(Records for outline labeling)
______

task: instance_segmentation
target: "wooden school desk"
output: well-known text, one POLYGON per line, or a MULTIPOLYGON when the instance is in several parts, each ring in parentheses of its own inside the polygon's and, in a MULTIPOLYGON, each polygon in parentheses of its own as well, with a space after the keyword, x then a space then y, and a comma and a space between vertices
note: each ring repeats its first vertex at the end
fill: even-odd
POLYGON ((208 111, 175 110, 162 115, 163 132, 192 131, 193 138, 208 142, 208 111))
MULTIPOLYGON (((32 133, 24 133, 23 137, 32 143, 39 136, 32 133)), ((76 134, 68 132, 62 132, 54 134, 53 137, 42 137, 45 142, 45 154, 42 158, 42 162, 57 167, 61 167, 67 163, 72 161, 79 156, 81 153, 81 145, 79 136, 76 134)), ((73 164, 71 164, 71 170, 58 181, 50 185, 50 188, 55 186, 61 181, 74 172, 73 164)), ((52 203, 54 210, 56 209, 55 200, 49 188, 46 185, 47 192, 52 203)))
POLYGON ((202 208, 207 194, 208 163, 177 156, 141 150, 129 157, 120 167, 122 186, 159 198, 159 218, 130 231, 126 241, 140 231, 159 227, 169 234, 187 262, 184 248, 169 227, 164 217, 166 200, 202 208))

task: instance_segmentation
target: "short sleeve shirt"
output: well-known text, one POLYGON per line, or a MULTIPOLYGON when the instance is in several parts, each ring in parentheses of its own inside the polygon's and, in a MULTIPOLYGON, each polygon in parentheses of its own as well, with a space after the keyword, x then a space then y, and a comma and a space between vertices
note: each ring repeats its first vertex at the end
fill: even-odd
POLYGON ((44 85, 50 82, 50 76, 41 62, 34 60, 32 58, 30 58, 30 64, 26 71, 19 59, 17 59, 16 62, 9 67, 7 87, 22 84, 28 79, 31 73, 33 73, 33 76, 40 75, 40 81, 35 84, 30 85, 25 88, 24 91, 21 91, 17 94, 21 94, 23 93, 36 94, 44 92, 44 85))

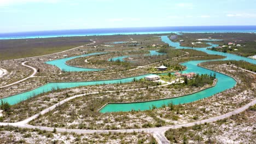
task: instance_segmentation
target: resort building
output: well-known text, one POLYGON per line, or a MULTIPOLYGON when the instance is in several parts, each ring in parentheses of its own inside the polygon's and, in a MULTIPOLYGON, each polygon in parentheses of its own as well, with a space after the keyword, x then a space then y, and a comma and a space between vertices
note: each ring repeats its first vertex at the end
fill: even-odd
POLYGON ((171 40, 177 39, 177 38, 178 38, 178 35, 171 35, 171 37, 170 37, 170 39, 171 39, 171 40))
POLYGON ((193 78, 194 77, 195 77, 195 74, 196 74, 195 73, 190 73, 188 74, 182 74, 178 72, 177 72, 174 74, 174 75, 177 77, 187 77, 188 79, 193 78))
POLYGON ((181 77, 181 74, 179 72, 176 72, 175 73, 174 75, 177 76, 177 77, 181 77))
POLYGON ((160 71, 166 70, 167 68, 168 68, 167 67, 165 67, 164 65, 161 65, 161 66, 157 68, 158 70, 160 70, 160 71))
POLYGON ((159 75, 153 75, 145 76, 145 79, 148 81, 156 81, 160 80, 160 77, 159 75))

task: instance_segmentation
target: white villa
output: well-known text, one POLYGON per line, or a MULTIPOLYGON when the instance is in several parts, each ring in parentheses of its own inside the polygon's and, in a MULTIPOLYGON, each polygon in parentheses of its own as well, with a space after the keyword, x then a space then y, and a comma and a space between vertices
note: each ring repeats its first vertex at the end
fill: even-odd
POLYGON ((160 80, 160 76, 156 75, 145 76, 145 79, 148 81, 156 81, 160 80))
POLYGON ((164 71, 164 70, 166 70, 168 68, 164 66, 164 65, 161 65, 158 68, 157 68, 158 70, 161 70, 161 71, 164 71))

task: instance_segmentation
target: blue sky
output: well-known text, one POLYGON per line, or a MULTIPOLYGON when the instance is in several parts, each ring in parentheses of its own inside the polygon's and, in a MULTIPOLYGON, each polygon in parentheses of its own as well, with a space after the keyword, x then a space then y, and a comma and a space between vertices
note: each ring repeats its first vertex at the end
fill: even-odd
POLYGON ((0 0, 0 33, 256 25, 256 0, 0 0))

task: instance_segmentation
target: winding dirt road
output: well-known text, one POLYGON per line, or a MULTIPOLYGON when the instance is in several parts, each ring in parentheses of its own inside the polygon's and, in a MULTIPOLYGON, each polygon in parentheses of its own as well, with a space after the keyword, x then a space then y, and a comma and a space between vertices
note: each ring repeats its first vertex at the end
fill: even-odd
POLYGON ((32 75, 31 75, 30 76, 28 76, 28 77, 26 77, 26 78, 25 78, 25 79, 22 79, 22 80, 19 80, 19 81, 18 81, 15 82, 14 82, 14 83, 10 83, 10 84, 9 84, 9 85, 5 85, 5 86, 2 86, 2 87, 0 87, 0 88, 4 88, 4 87, 8 87, 8 86, 11 86, 11 85, 13 85, 18 83, 19 83, 19 82, 22 82, 22 81, 25 81, 25 80, 26 80, 29 79, 29 78, 30 78, 30 77, 33 77, 33 76, 36 75, 36 74, 37 73, 37 70, 35 68, 34 68, 34 67, 32 67, 30 66, 30 65, 26 65, 25 63, 27 63, 27 62, 23 62, 21 64, 22 64, 22 65, 24 65, 24 66, 25 66, 25 67, 28 67, 28 68, 30 68, 33 69, 33 74, 32 74, 32 75))
MULTIPOLYGON (((164 85, 162 85, 161 86, 165 86, 170 84, 166 84, 164 85)), ((149 88, 152 88, 155 87, 150 87, 149 88)), ((137 88, 137 89, 126 89, 124 90, 125 91, 135 91, 135 90, 140 90, 142 89, 145 89, 146 88, 137 88)), ((115 91, 107 91, 106 92, 115 92, 115 91)), ((36 118, 38 116, 44 115, 50 111, 54 110, 55 107, 59 106, 60 105, 63 104, 65 103, 76 98, 79 97, 84 96, 88 94, 97 94, 98 92, 93 92, 90 93, 88 94, 79 94, 76 95, 64 100, 61 100, 61 101, 59 102, 58 103, 48 107, 44 110, 28 118, 27 118, 24 121, 16 122, 16 123, 0 123, 0 125, 12 125, 14 127, 17 127, 19 128, 30 128, 30 129, 35 129, 37 128, 40 130, 45 130, 47 131, 53 131, 54 128, 52 127, 41 127, 41 126, 36 126, 36 125, 32 125, 28 124, 27 123, 36 118)), ((108 133, 108 132, 120 132, 120 133, 132 133, 133 131, 136 132, 141 132, 144 131, 146 133, 152 133, 153 135, 153 136, 156 140, 156 141, 159 142, 159 143, 169 143, 169 141, 166 139, 164 133, 165 132, 170 129, 177 129, 180 128, 182 127, 191 127, 196 124, 200 124, 205 123, 210 123, 213 122, 216 122, 219 119, 222 119, 225 118, 228 118, 229 117, 233 115, 235 115, 237 113, 241 113, 246 109, 247 109, 250 106, 256 104, 256 98, 254 99, 251 102, 244 105, 243 106, 237 109, 234 111, 226 113, 225 114, 218 116, 217 117, 212 117, 210 118, 201 120, 200 121, 197 121, 195 122, 188 123, 184 123, 184 124, 176 124, 176 125, 167 125, 162 127, 159 128, 142 128, 142 129, 120 129, 120 130, 82 130, 82 129, 65 129, 65 128, 56 128, 57 131, 58 132, 68 132, 68 133, 75 133, 78 134, 91 134, 94 133, 108 133)))

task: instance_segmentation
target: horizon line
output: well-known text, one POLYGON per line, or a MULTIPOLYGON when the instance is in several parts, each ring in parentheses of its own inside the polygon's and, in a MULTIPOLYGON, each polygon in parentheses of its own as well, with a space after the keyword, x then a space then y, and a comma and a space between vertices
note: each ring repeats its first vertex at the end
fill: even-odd
POLYGON ((77 29, 51 29, 51 30, 38 30, 31 31, 17 31, 11 32, 0 33, 3 34, 14 34, 24 32, 53 32, 62 31, 76 31, 76 30, 87 30, 87 29, 121 29, 121 28, 161 28, 161 27, 228 27, 228 26, 255 26, 255 25, 211 25, 211 26, 150 26, 150 27, 108 27, 108 28, 77 28, 77 29))

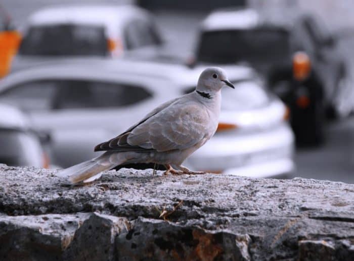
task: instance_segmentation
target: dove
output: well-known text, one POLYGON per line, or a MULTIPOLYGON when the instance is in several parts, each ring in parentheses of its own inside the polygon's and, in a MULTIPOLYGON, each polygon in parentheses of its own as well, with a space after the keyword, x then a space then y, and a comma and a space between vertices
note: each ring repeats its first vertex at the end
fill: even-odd
POLYGON ((207 68, 193 92, 163 103, 119 135, 97 145, 95 151, 105 152, 102 155, 57 175, 73 184, 88 182, 118 165, 151 163, 164 165, 165 174, 204 173, 182 164, 216 132, 225 86, 235 89, 223 69, 207 68))

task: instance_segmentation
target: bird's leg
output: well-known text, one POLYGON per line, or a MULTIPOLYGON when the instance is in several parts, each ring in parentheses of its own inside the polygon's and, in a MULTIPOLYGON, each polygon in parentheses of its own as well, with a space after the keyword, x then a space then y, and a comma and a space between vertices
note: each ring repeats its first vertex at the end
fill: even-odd
POLYGON ((154 163, 154 170, 152 172, 152 175, 153 176, 155 176, 155 174, 156 174, 156 163, 154 163))
MULTIPOLYGON (((165 171, 163 175, 168 175, 170 173, 172 175, 182 175, 183 174, 186 174, 183 170, 176 170, 174 169, 170 164, 165 164, 165 167, 166 167, 166 170, 165 171)), ((179 166, 178 167, 179 167, 179 166)))
POLYGON ((179 168, 180 169, 181 171, 183 171, 184 174, 190 174, 191 175, 198 175, 205 174, 206 173, 204 171, 193 171, 193 170, 191 170, 190 169, 189 169, 188 168, 187 168, 182 165, 179 166, 179 168))

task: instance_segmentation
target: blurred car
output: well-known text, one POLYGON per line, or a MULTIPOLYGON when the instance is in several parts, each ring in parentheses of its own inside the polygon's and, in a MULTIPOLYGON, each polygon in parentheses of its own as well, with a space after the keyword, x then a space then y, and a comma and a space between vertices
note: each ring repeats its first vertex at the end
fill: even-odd
POLYGON ((68 56, 118 57, 160 45, 152 15, 134 6, 66 5, 31 15, 12 70, 68 56))
MULTIPOLYGON (((67 167, 97 156, 95 145, 158 104, 193 91, 204 68, 72 60, 9 75, 0 83, 0 101, 27 111, 37 129, 50 130, 54 162, 67 167)), ((291 172, 294 137, 285 106, 261 88, 251 68, 224 68, 236 90, 223 90, 217 133, 185 164, 257 177, 291 172)))
POLYGON ((40 139, 18 109, 0 104, 0 163, 48 167, 40 139))
POLYGON ((352 109, 345 94, 352 87, 336 39, 313 15, 212 12, 202 23, 194 62, 246 63, 257 69, 290 108, 299 142, 321 143, 325 115, 344 117, 352 109))

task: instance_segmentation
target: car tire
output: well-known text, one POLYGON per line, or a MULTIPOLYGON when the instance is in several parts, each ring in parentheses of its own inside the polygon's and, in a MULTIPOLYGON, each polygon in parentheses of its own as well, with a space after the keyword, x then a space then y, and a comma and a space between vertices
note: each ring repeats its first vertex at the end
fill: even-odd
POLYGON ((334 98, 327 110, 327 116, 330 119, 345 118, 354 108, 354 90, 351 88, 351 80, 344 68, 342 66, 340 69, 334 98))

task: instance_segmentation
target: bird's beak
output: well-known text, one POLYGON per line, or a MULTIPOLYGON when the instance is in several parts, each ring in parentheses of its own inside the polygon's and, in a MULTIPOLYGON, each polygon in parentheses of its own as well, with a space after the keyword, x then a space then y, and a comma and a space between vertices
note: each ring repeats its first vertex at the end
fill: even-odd
POLYGON ((234 85, 230 82, 229 82, 229 81, 228 81, 227 80, 222 80, 222 81, 225 83, 225 84, 226 84, 226 85, 227 85, 229 87, 231 87, 232 89, 235 89, 235 86, 234 86, 234 85))

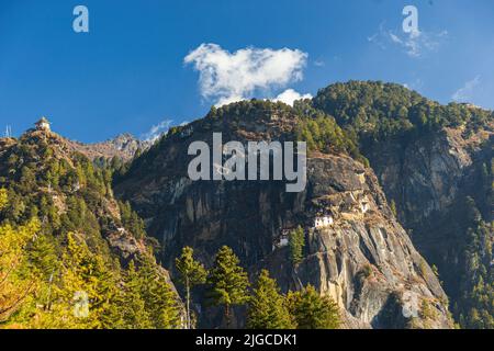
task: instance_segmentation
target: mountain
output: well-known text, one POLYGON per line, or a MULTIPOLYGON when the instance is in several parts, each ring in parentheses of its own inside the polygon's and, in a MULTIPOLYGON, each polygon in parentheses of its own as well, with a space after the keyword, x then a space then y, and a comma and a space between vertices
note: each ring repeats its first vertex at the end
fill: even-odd
POLYGON ((98 158, 112 159, 117 157, 123 161, 130 161, 136 152, 146 150, 150 141, 139 140, 131 134, 121 134, 113 139, 94 144, 82 144, 78 141, 68 141, 71 147, 86 155, 89 159, 98 158))
POLYGON ((340 83, 313 105, 359 135, 398 220, 435 264, 464 328, 494 328, 493 112, 397 84, 340 83))
MULTIPOLYGON (((268 269, 281 290, 307 284, 338 304, 347 328, 449 328, 447 296, 426 260, 391 211, 378 178, 366 167, 358 139, 307 101, 294 109, 244 101, 212 109, 206 117, 170 131, 134 160, 115 184, 162 245, 162 264, 184 246, 211 267, 227 245, 251 276, 268 269), (307 185, 288 193, 283 181, 191 181, 188 147, 311 137, 307 185), (326 220, 319 226, 316 219, 326 220), (302 260, 290 260, 287 235, 303 228, 302 260)), ((202 299, 204 303, 204 299, 202 299)), ((202 304, 203 327, 215 310, 202 304)), ((244 312, 236 310, 243 326, 244 312)))
POLYGON ((0 328, 170 328, 181 301, 112 169, 32 129, 0 139, 0 328))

______

§ **What is being asked**
Please write out the stretch from the start of the rows through the line containing "POLYGON ((202 208, 207", including that line, repeating every line exactly.

§ **Answer to this exercise**
task: instance_segmentation
target: "wooden school desk"
output: well-known text, one POLYGON per line, or a MULTIPOLYGON when the instance is in several parts, each ring in parentheses of its own inside the polygon's and, in a MULTIPOLYGON, each polygon in parentheses of its own as well, with a space after the keyword, x then a space then y, and a comma and a space between vertices
note: each ring repeats its first vertex at the end
fill: even-odd
POLYGON ((208 111, 175 110, 162 115, 163 132, 192 131, 193 138, 208 142, 208 111))
MULTIPOLYGON (((32 133, 24 133, 23 137, 32 143, 39 136, 32 133)), ((76 134, 68 132, 62 132, 54 134, 53 137, 42 137, 45 142, 45 154, 42 158, 42 162, 57 167, 61 167, 67 163, 72 161, 79 156, 81 153, 81 145, 79 136, 76 134)), ((73 164, 71 164, 71 170, 58 181, 50 185, 50 188, 55 186, 61 181, 74 172, 73 164)), ((52 203, 54 210, 56 209, 55 200, 49 188, 46 185, 47 192, 52 203)))
POLYGON ((202 208, 207 194, 208 163, 177 156, 141 150, 129 157, 120 167, 122 186, 159 198, 159 218, 130 231, 126 241, 140 231, 159 227, 169 234, 187 262, 184 248, 169 227, 164 217, 166 200, 202 208))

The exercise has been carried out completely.